Taylor v. Commonwealth

CLAY, Commissioner.

Appellant was indicted for, and convicted of, obtaining property under false pretenses, an offense under KRS 434.050. He was given a two-year sentence.

The first ground of appeal is that the offense proved against him constituted forgery and that he should have been prosecuted under KRS 434.130. There is no doubt the facts did establish the latter offense. However, they also established all of the elements of the crime under KRS 434.050 which are specified in Rowland v. Commonwealth, Ky., 355 S.W.2d 292, 294.

Inducing another to part with money or property by delivery of a forged *334instrument may constitute the offense condemned by KRS 434.050. Day v. Commonwealth, 110 S.W. 417, 33 Ky.Law Rep. 560. We know of no reason or authority which would require the Commonwealth to prosecute appellant for another offense which developed on proof of the charged crime. (It may be noted that appellant was prosecuted for the lesser crime.) If the same act may constitute either of two offenses, or if a single act is common to two offenses, the grand jury may elect to indict on either. Commonwealth v. Tobin, 140 Ky. 261, 130 S.W. 1116; Newton v. Commonwealth, 198 Ky. 707, 249 S.W. 1017.

-- Records shown --
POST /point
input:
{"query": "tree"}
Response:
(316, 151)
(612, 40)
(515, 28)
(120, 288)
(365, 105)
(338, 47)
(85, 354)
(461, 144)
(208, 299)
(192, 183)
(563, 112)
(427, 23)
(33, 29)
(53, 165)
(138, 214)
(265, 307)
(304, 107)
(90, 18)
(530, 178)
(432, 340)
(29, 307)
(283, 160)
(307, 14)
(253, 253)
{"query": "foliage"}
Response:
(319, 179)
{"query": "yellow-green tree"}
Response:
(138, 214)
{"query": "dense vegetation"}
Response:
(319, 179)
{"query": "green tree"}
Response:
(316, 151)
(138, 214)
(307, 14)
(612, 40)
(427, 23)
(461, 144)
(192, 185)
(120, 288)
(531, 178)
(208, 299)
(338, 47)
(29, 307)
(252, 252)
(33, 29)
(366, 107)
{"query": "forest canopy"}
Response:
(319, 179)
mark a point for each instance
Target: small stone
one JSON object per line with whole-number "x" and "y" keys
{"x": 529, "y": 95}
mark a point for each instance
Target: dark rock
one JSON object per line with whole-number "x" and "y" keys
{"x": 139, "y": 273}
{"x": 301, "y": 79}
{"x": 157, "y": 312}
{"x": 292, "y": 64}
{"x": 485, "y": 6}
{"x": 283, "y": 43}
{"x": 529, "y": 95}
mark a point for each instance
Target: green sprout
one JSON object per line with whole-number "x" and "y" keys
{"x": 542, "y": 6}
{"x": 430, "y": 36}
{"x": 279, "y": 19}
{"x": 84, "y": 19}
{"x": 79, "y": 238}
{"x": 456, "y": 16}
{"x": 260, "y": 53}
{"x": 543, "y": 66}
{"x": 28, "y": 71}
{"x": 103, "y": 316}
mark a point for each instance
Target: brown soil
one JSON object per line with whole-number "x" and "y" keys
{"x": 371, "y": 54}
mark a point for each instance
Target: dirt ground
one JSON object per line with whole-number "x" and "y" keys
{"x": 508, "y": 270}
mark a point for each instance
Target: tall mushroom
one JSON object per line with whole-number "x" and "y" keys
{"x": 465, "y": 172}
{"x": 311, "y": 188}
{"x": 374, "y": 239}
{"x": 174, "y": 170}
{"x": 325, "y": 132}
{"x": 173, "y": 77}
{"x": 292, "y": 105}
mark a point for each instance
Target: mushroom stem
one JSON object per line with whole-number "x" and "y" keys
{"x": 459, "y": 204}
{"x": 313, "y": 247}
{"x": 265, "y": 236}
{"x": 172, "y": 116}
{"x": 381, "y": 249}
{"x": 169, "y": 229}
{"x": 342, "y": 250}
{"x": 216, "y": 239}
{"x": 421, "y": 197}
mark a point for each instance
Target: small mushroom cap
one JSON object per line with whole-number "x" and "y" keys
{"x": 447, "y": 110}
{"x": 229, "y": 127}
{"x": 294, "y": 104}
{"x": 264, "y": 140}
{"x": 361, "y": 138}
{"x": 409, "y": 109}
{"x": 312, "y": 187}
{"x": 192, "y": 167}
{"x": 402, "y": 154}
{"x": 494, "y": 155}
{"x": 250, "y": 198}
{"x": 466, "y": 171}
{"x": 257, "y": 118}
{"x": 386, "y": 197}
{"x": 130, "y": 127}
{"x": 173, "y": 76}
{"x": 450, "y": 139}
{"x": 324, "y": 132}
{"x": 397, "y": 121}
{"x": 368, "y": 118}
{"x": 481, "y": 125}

-- Instructions --
1. Name every prior case that the Taylor v. Commonwealth opinion cites by name.
2. According to the Taylor v. Commonwealth opinion, what sentence was the appellant given?
3. Write a continuation of the Taylor v. Commonwealth opinion that picks up after its last sentence.
The items come from a separate source.

-- Results by task --
1.
Rowland v. Commonwealth
Day v. Commonwealth
Commonwealth v. Tobin
Newton v. Commonwealth

2. A two-year sentence.

3.
Appellant contends the proper venue of the action was not proven. KRS 452.650 provides:

“The venue of the prosecution may be waived by the defendant and the failure to make a timely motion to transfer the prosecution to the proper county shall be deemed a waiver of the venue of the prosecution.”

Appellant not only failed to raise this question by “timely motion”, but he did not raise it at any time in the trial court. He must be deemed to have waived this point.

The judgment is affirmed.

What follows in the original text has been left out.